# EXERCISE PASSAGE
Segment Open
To determine the prevalence of anti–high-density lipoprotein (anti-HDL) antibodies and to establish a possible relationship between anti-HDL, anticardiolipin antibodies (aCL), anti–β2-glycoprotein I (anti-β2GPI), and paraoxonase (PON) activity in patients with systemic lupus erythematosus (SLE) and primary antiphospholipid syndrome (APS).
Thirty-two patients with SLE and 36 with primary APS were enrolled in a cross-sectional study. Twenty age- and sex-matched healthy subjects were used as controls. Serum levels of IgG and IgM aCL, anti-β2GPI, and antiprothrombin antibodies and IgG anti-HDL were measured by enzyme-linked immunosorbent assay. Total cholesterol, HDL cholesterol, HDL2, and HDL3 were determined by standard enzymatic techniques. PON activity was assessed by quantification of nitrophenol formation, and total antioxidant capacity (TAC) by chemiluminescence.
Levels of total HDL, HDL2, and HDL3 were reduced in patients with SLE compared with controls (mean ± SD 0.51 ± 0.3, 0.37 ± 0.3, and 0.14 ± 0.1 mmoles/liter, respectively, versus 1.42 ± 0.9, 1.01 ± 0.7, and 0.40 ± 0.2). Patients with SLE and primary APS had higher titers of anti-HDL antibodies and lower PON activity than controls. In the SLE population, PON activity was inversely correlated with IgG anti-HDL titers (r = −0.48, P = 0.005) whereas in the primary APS population, IgG anti-β2GPI was the only independent predictor of PON activity (r = −0.483, P = 0.003). In the SLE group, anti-HDL was inversely correlated with TAC (r = −0.40, P < 0.02), and PON activity was positively correlated with TAC (r = 0.43, P < 0.02).
IgG anti-HDL and IgG anti-β2GPI antibodies are associated with reduced PON activity in patients with SLE and primary APS. Since the physiologic role of PON is to prevent low-density lipoprotein oxidation with its attendant atherogenic effects, the reported interactions may be relevant to the development of atherosclerosis in SLE and primary APS.
Segment Closed
# EXERCISE
List every lipid measure that the lupus and antiphospholipid syndrome abstract says was determined by standard enzymatic techniques.

# RECORD EXCERPTS
Segment Open
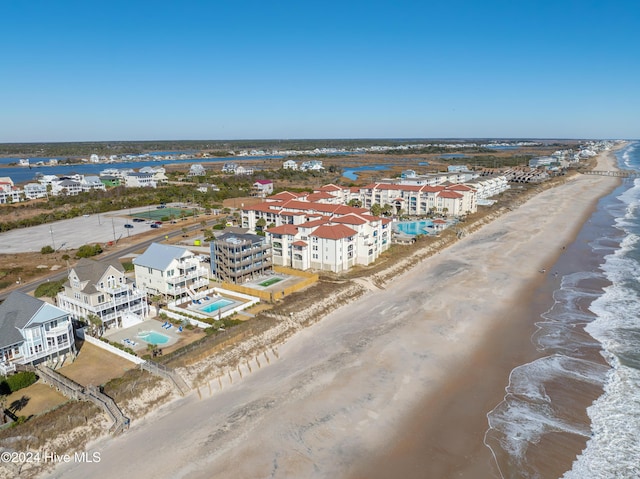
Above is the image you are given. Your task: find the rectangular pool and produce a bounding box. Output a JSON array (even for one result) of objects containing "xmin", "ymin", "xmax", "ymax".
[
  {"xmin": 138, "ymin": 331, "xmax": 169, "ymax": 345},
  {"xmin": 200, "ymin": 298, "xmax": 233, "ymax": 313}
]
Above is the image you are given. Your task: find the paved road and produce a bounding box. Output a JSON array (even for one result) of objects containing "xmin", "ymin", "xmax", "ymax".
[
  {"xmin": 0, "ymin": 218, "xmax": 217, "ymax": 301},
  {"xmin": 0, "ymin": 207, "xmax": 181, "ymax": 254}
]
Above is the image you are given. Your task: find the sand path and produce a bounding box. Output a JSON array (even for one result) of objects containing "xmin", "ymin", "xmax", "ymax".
Segment Closed
# ANSWER TO THIS EXERCISE
Total cholesterol, HDL cholesterol, HDL2, HDL3